(Stored data entries)
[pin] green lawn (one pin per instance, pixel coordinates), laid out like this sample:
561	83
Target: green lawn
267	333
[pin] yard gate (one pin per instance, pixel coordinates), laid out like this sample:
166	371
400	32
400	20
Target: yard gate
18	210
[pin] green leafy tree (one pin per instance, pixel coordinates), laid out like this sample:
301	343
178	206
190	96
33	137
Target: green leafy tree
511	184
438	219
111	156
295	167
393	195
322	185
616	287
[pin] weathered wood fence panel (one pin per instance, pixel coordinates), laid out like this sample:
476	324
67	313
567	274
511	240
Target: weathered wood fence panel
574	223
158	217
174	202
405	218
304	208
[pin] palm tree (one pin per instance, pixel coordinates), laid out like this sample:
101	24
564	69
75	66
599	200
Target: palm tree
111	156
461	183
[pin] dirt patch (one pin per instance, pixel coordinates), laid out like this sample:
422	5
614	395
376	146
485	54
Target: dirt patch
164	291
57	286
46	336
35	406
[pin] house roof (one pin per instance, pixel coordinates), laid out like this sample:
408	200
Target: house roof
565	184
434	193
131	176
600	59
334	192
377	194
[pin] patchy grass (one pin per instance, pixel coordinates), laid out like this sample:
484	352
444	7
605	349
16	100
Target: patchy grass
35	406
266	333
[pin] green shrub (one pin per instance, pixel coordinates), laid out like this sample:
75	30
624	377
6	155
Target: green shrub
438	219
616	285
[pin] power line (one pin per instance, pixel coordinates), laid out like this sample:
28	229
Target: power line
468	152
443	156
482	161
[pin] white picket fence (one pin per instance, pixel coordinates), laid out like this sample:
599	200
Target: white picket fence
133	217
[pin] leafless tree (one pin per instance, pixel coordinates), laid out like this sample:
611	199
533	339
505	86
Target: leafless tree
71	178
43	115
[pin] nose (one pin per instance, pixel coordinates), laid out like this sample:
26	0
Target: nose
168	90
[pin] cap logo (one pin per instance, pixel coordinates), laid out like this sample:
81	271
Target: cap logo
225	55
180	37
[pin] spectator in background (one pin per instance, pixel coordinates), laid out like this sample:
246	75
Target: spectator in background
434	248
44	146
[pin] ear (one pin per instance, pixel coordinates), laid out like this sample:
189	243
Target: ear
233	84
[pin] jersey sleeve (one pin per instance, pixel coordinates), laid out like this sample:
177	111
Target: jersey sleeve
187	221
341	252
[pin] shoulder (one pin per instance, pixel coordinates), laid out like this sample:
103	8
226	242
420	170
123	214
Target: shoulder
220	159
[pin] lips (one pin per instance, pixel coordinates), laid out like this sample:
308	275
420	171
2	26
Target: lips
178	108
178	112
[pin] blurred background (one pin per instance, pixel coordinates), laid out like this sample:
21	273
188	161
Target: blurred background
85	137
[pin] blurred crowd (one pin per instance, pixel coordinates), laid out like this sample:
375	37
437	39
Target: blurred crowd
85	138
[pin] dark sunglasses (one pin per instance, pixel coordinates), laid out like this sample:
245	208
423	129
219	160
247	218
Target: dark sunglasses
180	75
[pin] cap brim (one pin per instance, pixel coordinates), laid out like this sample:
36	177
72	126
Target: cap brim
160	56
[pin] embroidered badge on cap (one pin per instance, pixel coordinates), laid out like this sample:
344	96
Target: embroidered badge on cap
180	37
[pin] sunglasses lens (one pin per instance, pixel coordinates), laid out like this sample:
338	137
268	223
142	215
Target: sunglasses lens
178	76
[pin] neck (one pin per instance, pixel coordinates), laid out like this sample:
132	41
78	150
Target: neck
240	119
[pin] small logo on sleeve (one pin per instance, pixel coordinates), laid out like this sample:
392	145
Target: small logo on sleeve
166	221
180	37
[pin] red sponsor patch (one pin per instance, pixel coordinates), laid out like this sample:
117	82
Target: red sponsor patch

▸ Prompt: Where a line above holds the string "sponsor", copy that line.

▸ Solution for this problem:
[pin] red sponsor patch (one pin per instance, pixel coordinates), laid out like this sample:
Target: red sponsor patch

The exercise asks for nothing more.